◆ **EXTRACTED INFORMATION**

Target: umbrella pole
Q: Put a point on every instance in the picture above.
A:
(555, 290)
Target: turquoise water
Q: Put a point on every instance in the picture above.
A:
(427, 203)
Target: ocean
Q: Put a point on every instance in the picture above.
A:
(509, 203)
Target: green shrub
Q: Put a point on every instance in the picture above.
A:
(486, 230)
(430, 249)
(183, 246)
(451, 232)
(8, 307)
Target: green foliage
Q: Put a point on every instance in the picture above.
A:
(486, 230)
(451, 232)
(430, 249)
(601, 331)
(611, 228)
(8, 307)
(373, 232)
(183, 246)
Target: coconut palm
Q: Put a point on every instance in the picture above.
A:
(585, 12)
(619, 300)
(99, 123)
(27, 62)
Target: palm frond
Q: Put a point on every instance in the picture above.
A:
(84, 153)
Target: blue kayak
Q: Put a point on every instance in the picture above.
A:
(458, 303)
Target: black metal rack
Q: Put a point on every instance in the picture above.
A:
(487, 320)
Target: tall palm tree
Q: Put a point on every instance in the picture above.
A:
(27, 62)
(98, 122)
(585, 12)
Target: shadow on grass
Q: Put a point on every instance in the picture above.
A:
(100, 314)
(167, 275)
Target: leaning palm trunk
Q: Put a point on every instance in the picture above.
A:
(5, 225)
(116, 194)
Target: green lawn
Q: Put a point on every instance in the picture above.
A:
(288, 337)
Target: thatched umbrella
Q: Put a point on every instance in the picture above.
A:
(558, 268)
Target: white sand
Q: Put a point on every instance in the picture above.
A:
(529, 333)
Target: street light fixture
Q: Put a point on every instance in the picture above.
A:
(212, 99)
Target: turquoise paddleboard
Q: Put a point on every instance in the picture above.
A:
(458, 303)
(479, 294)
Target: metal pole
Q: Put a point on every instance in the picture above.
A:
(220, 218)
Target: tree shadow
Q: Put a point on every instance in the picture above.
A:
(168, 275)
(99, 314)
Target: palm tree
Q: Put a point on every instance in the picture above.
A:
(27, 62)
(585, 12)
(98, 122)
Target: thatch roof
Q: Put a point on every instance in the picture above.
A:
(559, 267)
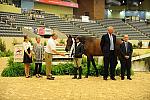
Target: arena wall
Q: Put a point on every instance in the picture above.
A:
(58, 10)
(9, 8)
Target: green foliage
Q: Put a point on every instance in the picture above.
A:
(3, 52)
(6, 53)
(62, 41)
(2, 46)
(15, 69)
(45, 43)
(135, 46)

◆ **WHAT TO PRODUCE**
Should a line in the material contain "shadow", copy it.

◆ **RESULT OF THE EXERCISE**
Target: shadow on grass
Target: tree shadow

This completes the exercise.